• [The problem]:
Each line of the listing below should be restated word for word.

################

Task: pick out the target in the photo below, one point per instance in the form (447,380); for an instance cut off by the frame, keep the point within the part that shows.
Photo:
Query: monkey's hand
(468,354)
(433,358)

################

• [Exercise response]:
Task: pick out the target in the photo below, one point per instance in the form (447,380); for an instance cut off by the frame, keep the point within the part that shows.
Photo:
Query: monkey's hand
(468,354)
(433,358)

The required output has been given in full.